* **CONSIGNES**:
[a] D'après le texte sur l'incendie de la Médina, à quel moment le fléau des enfants de la rue suscite-t-il l'intérêt des pouvoirs politiques ?
[b] Dans le texte sur l'incendie de la Médina, quel but est attribué au « ballet de politiciens » et aux discours démagogiques ? Répondez en une à trois phrases.
[c] Poursuivez le texte sur l'incendie de la Médina à la suite de sa dernière phrase.

* **TEXTE FOURNI**:
- - - - - - -
Le violent incendie de la Médina a surpris et ému toute la population. C’est le moins qu’on puisse dire. Une tragédie qui s’est abattue sur de jeunes enfants déjà malmenés par la vie. Mendicité, maltraitance et privations de toutes sortes constituant le lot quotidien de leur frêle vie. L’enseignement dans sa forme la plus cruelle, la plus inhumaine et la plus avilissante qui soit. C’est avec l’obole jetée à leur figure ou l’offrande en graines de riz envoyée dans leur pot qu’on se calme la conscience. Ne vous en faites pas trop d’ailleurs. On cultive, dit-on, à cet âge si jeune les vertus cardinales de l’humilité et de la patience sous l’œil avisé du maître coranique. L’alibi fallacieux des décisions paternelles sans équivoque pour se soustraire si indignement des responsabilités familiales.
À l’image des quartiers périphériques de la capitale dakaroise gagnés chaque année par les inondations hivernales, le fléau des enfants de la rue en général suscite l’intérêt des pouvoirs politiques seulement lorsque qu’une catastrophe survient avant de se dissiper dans les souvenirs en attendant une autre calamité. Ballet de politiciens et discours démagogiques pour calmer les ardeurs et tirer éventuellement un gain politique du malheur des victimes.
On laisse ainsi toujours prospérer la bêtise humaine sous le couvert d’un fatalisme béat en s’imaginant que le bon dieu veillera sur nous jusqu’au jour où le ciel nous tombe dessus. Les rescapés se mordent le doigt, interrogent leur conscience et s’aperçoivent alors de leur fatidique incurie. Trop tard. Les plus naïfs laissent parler leurs émotions et jurent que cela ne se répétera plus jamais.
- - - - - - -
* **ENREGISTREMENTS AFFICHÉS**:
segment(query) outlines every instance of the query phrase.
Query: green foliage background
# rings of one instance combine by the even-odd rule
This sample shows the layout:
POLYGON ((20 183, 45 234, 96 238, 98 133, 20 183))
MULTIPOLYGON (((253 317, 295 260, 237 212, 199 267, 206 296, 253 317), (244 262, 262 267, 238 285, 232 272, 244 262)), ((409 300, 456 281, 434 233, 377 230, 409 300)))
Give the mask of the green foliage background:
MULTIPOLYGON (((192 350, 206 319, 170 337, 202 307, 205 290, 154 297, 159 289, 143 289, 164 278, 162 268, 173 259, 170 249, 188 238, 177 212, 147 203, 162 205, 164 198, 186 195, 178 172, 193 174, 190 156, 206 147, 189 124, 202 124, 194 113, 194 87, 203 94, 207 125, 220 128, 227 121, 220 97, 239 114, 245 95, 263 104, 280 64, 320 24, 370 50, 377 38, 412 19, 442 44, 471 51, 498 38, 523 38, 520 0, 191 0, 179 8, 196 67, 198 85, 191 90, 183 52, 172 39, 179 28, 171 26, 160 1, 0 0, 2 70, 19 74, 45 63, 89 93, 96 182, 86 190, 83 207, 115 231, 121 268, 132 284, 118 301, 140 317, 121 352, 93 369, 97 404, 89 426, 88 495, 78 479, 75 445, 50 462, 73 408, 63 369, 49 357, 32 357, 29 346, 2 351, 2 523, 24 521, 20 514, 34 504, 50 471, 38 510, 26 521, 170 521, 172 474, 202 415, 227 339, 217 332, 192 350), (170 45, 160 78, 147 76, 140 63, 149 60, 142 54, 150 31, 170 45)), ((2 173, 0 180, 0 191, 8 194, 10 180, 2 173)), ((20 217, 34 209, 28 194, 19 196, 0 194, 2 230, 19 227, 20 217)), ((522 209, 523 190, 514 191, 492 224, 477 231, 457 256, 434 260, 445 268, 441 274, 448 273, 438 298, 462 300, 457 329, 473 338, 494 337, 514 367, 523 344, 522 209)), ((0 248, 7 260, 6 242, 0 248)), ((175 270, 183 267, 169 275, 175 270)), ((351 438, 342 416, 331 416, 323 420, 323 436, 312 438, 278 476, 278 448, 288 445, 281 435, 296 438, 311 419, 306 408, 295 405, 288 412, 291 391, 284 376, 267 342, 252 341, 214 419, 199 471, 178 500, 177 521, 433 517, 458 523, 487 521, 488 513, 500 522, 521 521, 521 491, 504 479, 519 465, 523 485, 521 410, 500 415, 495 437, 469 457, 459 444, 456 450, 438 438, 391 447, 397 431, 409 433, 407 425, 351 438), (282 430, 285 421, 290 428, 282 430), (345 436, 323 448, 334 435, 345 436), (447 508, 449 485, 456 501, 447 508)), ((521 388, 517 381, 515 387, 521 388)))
- - - - - - -
* **RÉSULTATS DE L'EXERCICE**:
[a] Seulement lorsqu'une catastrophe survient.

[b] Selon l'auteur, ils servent à calmer les ardeurs après la catastrophe. Ils permettent aussi, éventuellement, de tirer un gain politique du malheur des victimes.

[c]
Nos faits et gestes des jours suivants nous prouvent toujours du contraire. On continue à ramer à contre-courant de l’ordre dans l’espace publique et du civisme dans nos rapports.
Pour rappel, il était une fois un magnifique bateau en provenance du Sud du pays qui avait péri dans les eaux atlantiques emportant des milliers de vies humaines …
Si les adultes ont une responsabilité et une liberté quasi-totale sur leur propre vie et leur destinée, il en est tout autrement des enfants. La société dans son ensemble, et l’état au premier chef, ont un devoir de veille, de surveillance et de protection des enfants, car ces derniers, rappelons-le, n’ont pas demandé à venir au monde. Ils ne doivent sous aucun prétexte être laissés à eux-mêmes.
Quelle place pour les écoles coraniques?
Depuis longtemps, on parle du statut des écoles coraniques et de leur modernisation, mais le pays a-t-il réellement besoin de ces établissements en marge de l’école officielle francophone? Je ne le crois pas.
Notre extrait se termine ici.